== Segment start ==
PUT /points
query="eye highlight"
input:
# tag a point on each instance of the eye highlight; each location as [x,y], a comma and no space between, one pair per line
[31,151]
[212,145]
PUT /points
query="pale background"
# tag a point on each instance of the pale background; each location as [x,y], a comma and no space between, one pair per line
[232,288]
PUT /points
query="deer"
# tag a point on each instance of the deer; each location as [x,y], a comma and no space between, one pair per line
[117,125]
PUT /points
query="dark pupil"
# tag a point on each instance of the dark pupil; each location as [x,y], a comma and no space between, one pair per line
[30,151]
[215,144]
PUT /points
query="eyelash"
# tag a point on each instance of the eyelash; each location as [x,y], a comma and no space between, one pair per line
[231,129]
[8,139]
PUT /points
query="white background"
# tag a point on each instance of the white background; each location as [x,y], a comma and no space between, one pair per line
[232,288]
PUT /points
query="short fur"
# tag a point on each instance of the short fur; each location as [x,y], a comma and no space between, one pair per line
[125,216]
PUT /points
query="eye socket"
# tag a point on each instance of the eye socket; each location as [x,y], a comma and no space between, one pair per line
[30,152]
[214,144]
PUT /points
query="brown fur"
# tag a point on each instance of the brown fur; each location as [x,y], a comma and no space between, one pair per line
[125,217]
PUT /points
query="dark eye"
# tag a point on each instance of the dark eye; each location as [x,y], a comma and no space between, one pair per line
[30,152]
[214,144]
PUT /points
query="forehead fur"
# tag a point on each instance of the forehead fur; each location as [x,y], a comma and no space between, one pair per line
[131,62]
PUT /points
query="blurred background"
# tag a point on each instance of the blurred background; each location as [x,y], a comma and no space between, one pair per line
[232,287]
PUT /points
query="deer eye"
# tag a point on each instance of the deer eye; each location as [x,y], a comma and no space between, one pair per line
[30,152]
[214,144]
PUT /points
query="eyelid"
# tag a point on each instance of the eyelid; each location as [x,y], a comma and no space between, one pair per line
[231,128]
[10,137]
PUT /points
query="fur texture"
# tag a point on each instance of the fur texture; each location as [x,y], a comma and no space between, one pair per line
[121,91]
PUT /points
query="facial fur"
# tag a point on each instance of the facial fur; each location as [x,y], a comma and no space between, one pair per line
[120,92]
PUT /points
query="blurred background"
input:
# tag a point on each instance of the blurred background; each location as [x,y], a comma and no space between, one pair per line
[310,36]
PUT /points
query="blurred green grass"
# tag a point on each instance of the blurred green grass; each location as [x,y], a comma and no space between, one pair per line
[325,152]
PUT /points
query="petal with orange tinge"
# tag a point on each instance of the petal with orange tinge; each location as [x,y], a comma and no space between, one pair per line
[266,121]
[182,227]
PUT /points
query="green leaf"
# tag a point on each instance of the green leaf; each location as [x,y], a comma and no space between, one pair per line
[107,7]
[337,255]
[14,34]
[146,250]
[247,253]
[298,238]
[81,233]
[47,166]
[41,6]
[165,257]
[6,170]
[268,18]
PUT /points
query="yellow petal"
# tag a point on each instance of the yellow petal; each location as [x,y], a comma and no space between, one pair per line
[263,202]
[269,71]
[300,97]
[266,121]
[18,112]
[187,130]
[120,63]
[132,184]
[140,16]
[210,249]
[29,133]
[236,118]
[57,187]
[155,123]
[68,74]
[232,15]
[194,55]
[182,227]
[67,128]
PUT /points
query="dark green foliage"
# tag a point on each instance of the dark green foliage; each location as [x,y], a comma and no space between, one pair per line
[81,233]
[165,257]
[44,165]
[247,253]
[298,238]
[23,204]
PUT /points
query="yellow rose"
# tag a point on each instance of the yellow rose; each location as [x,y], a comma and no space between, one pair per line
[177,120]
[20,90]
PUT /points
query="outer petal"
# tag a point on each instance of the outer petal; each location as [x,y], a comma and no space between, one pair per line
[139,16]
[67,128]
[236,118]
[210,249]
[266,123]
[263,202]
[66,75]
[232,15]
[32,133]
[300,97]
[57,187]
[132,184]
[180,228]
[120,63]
== Segment end ==
Repeat every line of the material exactly.

PUT /points
query="eye highlight"
input:
# tag a point on each instance of the eye highlight; each location as [x,y], a comma and no space between, one pair per line
[31,151]
[212,145]
PUT /points
query="pale background"
# tag a point on each instance of the pale background; each location as [x,y], a comma and no space between, one pair per line
[232,288]
PUT /points
query="deer"
# tag a point on each instance of the deer; each location as [x,y], a comma and no space between, one pair per line
[117,125]
PUT /points
query="dark pupil"
# tag a point on each instance of the dark pupil; each location as [x,y], a comma and no space between, one pair per line
[30,151]
[215,144]
PUT /points
query="eyelash"
# tag a point on each instance of the eyelash; each location as [x,y], a comma and no space between, one pair per line
[231,129]
[8,139]
PUT /points
query="white background"
# tag a point on each instance of the white background; each location as [x,y], a comma and no space between, one pair per line
[232,288]
PUT /points
query="short fur"
# tag a point on each instance of the short fur; each location as [x,y], a comma and no space between, one pair per line
[125,216]
PUT /points
query="eye socket"
# tag a point on each instance of the eye socket; each location as [x,y], a comma and no space between, one pair per line
[30,152]
[214,144]
PUT /points
query="brown fur"
# tag a point on each instance of the brown fur; each location as [x,y], a comma and no space between, one pair per line
[125,217]
PUT /points
query="dark eye"
# tag a point on each instance of the dark eye; each location as [x,y], a comma and no space between, one pair per line
[30,152]
[214,144]
PUT /points
query="forehead fur"
# tag a point on each instance of the forehead fur; each location as [x,y], a comma and no space between, one pair per line
[131,62]
PUT /points
query="blurred background"
# tag a point on each instance of the blurred background; each location as [x,y], a comma and no space between, one pair per line
[232,287]
PUT /points
query="deer eye"
# tag a point on each instance of the deer eye; each location as [x,y], a comma and no space between, one pair per line
[30,152]
[214,144]
PUT /points
query="eyelid"
# tag a point on each instance of the eyelid; each location as [x,y], a comma and no space between, one pair per line
[231,128]
[10,137]
PUT /points
query="fur texture"
# tag a point on each instance of the fur texture; each location as [x,y], a comma and no space between, one pair per line
[121,91]
PUT /points
query="facial fur"
# tag a point on each instance of the facial fur; each location as [x,y], a comma and no space between, one pair per line
[120,92]
PUT /points
query="blurred background"
input:
# tag a point on each instance of the blurred background; each location as [x,y], a comma and no space between, one pair per line
[310,36]
PUT /points
query="blurred green grass"
# tag a point on each instance of the blurred green grass; each location as [x,y], a comma and no space between, one pair per line
[325,152]
PUT /points
query="petal with orange tinge"
# tag a point on each instance of the petal with orange tinge; each location as [x,y], a comma and no space between, one pair per line
[266,121]
[182,227]
PUT /points
query="green leaf"
# tag a point on each instance of the green leaf; each location as [x,y], a comma and no space between, one pair per line
[107,7]
[337,255]
[14,34]
[146,250]
[247,253]
[298,238]
[81,233]
[47,166]
[41,6]
[165,257]
[6,170]
[268,18]
PUT /points
query="yellow petal"
# tag a point on each instance of the yellow petal; each location as [x,y], a comma and no space between, one pair per line
[263,202]
[269,71]
[300,97]
[266,121]
[18,112]
[187,130]
[120,63]
[132,184]
[140,16]
[210,249]
[29,133]
[236,118]
[57,187]
[155,123]
[68,74]
[232,15]
[194,55]
[182,227]
[67,128]
PUT /points
query="dark green foliage"
# tag a point on each instance of the dark green foliage; each location as [x,y], a comma and no space between, one pair per line
[81,233]
[165,257]
[44,165]
[247,253]
[298,238]
[23,204]
PUT /points
query="yellow rose"
# tag a point on each instance of the yellow rose; each location as [x,y], a comma and no space between, one pair per line
[177,120]
[20,90]
PUT /points
query="outer petal"
# tag a point on each instance of the outer petal; each location as [x,y], a comma and no space between, one pair per line
[139,16]
[67,128]
[236,118]
[210,249]
[266,123]
[263,202]
[66,75]
[232,15]
[32,133]
[300,97]
[57,187]
[132,184]
[180,228]
[120,63]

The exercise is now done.